- **EXCERPTED RECORDS**:
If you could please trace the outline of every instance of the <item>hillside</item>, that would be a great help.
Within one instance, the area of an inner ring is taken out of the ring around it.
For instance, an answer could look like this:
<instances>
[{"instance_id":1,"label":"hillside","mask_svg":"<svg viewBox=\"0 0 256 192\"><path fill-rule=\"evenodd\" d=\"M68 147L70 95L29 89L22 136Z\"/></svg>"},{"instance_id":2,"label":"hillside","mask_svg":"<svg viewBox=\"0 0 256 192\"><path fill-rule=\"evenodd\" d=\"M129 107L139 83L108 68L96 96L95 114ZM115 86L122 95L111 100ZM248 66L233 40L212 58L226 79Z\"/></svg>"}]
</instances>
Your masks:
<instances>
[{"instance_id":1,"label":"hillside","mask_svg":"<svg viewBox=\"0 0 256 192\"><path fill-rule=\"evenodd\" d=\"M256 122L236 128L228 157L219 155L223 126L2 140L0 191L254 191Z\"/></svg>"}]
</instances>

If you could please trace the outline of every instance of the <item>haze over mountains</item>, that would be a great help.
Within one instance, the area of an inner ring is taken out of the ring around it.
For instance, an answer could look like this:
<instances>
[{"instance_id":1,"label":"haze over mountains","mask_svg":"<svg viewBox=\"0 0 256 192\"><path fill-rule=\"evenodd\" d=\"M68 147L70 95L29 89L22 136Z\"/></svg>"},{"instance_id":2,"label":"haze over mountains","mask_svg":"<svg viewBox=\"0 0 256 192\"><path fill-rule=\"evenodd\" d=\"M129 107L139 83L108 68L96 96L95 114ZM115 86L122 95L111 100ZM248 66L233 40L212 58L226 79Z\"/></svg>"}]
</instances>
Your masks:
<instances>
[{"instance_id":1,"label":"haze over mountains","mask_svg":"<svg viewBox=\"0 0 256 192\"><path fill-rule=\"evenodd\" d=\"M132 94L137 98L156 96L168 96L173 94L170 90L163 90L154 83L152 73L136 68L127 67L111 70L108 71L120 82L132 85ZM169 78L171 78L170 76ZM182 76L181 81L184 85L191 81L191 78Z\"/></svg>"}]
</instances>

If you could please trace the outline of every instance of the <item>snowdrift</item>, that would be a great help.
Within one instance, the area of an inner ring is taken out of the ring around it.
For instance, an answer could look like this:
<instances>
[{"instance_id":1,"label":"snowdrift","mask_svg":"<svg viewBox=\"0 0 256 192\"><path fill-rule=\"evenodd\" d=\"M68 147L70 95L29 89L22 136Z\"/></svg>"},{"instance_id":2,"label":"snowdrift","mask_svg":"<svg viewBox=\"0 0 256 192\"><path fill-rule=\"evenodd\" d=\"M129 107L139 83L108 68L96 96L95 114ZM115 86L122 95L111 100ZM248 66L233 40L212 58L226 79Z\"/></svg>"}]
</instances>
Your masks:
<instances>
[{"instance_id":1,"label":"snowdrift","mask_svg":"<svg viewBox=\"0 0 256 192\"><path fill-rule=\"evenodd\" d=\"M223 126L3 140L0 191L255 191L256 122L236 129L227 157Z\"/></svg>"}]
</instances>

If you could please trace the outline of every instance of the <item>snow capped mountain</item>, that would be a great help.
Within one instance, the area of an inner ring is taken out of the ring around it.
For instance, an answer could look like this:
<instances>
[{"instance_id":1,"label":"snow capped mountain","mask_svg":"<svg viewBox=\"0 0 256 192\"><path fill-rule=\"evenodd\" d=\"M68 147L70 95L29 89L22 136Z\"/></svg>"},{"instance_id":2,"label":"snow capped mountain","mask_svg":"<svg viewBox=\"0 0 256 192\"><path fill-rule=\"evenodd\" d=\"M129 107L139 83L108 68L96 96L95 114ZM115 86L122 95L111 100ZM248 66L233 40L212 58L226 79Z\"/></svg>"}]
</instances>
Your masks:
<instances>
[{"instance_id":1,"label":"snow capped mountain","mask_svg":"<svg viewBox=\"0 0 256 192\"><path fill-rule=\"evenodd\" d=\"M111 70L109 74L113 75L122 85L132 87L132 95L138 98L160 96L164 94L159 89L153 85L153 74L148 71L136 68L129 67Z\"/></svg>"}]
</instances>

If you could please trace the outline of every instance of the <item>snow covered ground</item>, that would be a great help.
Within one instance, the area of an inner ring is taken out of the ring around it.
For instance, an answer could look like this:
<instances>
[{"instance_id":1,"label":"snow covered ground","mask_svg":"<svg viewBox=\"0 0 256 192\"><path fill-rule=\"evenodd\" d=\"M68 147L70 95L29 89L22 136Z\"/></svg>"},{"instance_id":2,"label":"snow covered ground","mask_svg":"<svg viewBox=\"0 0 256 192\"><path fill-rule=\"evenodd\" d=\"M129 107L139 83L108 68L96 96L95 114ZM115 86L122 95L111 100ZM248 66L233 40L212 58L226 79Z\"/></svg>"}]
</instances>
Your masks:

- **AIM**: Show every line of the rows above that contains the word "ground".

- **SOLUTION FOR THIS EXERCISE**:
If you could please trace the outline of every instance of the <item>snow covered ground</item>, that would be a great help.
[{"instance_id":1,"label":"snow covered ground","mask_svg":"<svg viewBox=\"0 0 256 192\"><path fill-rule=\"evenodd\" d=\"M68 147L70 95L29 89L22 136Z\"/></svg>"},{"instance_id":2,"label":"snow covered ground","mask_svg":"<svg viewBox=\"0 0 256 192\"><path fill-rule=\"evenodd\" d=\"M129 107L139 83L108 68L96 96L95 114ZM115 86L122 95L111 100ZM248 66L233 40L212 58L226 79Z\"/></svg>"}]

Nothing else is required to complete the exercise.